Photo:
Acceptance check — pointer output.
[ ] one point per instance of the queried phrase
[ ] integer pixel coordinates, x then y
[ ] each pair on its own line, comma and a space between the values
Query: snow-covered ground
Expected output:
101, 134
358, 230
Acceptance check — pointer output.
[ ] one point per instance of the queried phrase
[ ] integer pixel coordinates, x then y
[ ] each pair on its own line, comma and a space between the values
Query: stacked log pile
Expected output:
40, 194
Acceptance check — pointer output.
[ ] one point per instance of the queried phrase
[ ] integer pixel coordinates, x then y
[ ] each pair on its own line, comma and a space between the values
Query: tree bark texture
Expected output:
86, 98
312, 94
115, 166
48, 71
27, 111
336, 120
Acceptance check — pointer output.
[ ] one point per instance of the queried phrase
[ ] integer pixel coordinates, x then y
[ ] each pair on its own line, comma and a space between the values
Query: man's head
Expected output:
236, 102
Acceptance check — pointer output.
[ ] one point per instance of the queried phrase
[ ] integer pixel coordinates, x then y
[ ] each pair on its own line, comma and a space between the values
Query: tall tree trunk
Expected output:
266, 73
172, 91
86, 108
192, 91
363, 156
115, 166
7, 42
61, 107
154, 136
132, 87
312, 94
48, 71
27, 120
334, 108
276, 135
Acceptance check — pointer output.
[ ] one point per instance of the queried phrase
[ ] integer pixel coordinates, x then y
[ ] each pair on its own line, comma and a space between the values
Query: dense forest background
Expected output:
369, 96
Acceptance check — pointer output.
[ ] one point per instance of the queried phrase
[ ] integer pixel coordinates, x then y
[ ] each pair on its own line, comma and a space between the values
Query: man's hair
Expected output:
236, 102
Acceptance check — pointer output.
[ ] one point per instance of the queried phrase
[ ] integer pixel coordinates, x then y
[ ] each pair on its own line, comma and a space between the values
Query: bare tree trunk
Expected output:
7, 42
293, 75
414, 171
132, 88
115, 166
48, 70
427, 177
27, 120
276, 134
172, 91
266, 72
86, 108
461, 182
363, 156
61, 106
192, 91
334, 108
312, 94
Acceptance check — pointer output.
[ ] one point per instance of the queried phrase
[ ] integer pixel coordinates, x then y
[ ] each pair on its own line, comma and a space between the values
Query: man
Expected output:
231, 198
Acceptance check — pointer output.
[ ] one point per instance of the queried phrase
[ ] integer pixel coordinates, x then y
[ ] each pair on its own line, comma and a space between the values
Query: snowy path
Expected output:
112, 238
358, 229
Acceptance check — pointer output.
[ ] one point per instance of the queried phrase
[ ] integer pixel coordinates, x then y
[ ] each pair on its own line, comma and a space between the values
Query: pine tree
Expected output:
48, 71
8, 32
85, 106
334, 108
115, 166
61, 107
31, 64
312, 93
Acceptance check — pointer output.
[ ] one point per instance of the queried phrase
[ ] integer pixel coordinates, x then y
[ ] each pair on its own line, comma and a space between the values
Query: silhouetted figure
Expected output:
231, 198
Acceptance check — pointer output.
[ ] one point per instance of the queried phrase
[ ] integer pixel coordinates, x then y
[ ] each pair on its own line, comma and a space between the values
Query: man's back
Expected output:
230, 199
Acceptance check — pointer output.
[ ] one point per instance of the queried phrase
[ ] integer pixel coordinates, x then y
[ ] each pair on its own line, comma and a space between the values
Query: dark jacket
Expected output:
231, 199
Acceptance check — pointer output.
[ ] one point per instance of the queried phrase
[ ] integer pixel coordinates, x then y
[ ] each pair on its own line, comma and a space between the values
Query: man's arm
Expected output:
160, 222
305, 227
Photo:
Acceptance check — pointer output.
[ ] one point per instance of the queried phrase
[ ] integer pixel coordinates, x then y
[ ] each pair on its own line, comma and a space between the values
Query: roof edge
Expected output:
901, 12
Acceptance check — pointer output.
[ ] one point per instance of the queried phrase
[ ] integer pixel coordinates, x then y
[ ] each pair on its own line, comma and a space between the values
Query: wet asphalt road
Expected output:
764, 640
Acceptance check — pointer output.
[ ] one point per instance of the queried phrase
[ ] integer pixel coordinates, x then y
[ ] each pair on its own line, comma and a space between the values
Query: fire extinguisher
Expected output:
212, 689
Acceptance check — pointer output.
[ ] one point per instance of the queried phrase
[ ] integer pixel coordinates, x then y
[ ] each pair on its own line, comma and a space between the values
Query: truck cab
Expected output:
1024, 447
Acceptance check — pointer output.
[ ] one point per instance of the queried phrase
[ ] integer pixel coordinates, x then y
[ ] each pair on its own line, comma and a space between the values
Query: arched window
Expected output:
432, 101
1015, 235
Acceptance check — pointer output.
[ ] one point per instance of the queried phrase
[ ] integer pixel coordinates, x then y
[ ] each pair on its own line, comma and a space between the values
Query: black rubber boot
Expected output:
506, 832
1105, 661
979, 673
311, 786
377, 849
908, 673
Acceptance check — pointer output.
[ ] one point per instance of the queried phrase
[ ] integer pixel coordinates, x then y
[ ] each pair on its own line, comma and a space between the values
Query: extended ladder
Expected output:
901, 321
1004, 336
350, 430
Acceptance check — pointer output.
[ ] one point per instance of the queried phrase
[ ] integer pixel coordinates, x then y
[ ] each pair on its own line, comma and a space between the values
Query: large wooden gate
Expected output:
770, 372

--

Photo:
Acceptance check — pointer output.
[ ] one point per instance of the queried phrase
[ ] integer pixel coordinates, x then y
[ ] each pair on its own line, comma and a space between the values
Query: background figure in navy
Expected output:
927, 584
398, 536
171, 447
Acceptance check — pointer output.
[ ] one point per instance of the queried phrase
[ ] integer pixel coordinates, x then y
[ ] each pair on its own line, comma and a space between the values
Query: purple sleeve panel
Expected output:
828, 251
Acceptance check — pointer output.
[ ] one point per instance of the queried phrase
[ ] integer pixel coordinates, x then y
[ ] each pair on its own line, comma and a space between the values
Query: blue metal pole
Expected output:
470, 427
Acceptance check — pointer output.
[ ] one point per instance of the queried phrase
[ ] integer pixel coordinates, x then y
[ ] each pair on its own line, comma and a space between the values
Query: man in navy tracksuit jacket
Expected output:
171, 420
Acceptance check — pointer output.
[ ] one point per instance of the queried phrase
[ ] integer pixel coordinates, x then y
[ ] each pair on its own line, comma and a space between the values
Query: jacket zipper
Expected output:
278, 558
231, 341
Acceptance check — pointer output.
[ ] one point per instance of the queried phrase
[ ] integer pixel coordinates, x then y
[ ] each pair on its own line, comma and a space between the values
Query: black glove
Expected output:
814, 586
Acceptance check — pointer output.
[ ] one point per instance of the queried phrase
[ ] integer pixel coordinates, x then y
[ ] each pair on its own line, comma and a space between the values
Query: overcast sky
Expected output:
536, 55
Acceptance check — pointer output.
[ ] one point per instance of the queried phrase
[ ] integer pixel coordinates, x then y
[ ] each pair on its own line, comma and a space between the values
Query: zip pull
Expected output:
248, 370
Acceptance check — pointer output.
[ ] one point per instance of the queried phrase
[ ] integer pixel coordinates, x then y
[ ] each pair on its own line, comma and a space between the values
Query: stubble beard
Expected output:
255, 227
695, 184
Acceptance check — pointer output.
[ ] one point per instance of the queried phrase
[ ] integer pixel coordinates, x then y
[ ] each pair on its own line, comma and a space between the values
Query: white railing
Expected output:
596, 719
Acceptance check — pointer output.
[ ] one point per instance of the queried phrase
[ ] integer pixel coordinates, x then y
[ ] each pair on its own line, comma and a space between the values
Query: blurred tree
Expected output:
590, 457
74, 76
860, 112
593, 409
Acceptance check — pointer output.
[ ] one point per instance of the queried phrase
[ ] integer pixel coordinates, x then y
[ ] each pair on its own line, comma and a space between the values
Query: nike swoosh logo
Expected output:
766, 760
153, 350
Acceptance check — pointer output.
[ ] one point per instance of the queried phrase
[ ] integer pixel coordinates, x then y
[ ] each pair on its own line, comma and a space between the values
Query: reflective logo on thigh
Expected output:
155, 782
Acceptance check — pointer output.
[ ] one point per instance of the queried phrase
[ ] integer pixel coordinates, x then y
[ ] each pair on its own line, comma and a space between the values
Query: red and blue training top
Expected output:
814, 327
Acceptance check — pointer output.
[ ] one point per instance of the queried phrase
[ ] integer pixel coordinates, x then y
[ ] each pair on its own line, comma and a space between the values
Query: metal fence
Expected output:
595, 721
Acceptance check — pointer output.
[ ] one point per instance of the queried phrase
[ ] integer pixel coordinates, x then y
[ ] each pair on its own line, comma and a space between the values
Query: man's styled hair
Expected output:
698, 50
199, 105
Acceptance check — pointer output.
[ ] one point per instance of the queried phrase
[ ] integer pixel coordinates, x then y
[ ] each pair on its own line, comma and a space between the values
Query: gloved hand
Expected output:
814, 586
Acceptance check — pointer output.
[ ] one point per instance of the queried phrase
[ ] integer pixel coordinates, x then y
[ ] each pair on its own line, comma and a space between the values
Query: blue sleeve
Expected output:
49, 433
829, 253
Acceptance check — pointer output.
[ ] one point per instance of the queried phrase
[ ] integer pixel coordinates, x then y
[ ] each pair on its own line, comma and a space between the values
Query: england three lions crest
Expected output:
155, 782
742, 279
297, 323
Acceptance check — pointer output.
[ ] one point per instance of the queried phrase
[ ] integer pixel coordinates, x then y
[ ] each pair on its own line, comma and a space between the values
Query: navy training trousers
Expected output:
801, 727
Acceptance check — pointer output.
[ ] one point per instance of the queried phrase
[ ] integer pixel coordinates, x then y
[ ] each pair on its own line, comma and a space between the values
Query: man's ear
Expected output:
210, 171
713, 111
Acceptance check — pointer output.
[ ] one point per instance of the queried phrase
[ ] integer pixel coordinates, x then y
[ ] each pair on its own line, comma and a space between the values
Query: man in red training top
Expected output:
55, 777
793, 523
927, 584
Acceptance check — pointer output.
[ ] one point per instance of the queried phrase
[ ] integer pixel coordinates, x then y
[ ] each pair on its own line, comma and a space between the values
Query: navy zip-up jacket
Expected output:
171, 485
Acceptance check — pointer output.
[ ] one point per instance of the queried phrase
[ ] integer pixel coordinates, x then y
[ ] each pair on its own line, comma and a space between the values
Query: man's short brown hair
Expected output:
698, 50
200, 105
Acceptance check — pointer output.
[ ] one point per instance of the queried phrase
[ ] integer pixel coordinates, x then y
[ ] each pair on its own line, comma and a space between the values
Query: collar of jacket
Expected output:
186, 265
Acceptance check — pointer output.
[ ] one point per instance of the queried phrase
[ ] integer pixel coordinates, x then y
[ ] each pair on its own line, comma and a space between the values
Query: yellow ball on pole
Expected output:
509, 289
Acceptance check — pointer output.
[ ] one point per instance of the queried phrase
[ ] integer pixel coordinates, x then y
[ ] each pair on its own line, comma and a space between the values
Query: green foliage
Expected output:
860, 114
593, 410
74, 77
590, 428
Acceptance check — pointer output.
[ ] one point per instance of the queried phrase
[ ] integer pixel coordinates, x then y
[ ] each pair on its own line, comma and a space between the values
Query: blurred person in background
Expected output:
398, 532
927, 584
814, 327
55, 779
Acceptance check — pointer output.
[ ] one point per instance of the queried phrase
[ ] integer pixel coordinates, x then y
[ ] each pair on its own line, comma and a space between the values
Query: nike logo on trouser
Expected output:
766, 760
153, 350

| WORK REQUIRED |
In the listing above, each line with the word "jacket" is to be copied out.

| SOLUTION FOR THIS PROBLEM |
Query: dark jacket
Query: man in navy tracksuit jacket
Query: jacket zipper
Query: navy zip-up jacket
Query: collar of jacket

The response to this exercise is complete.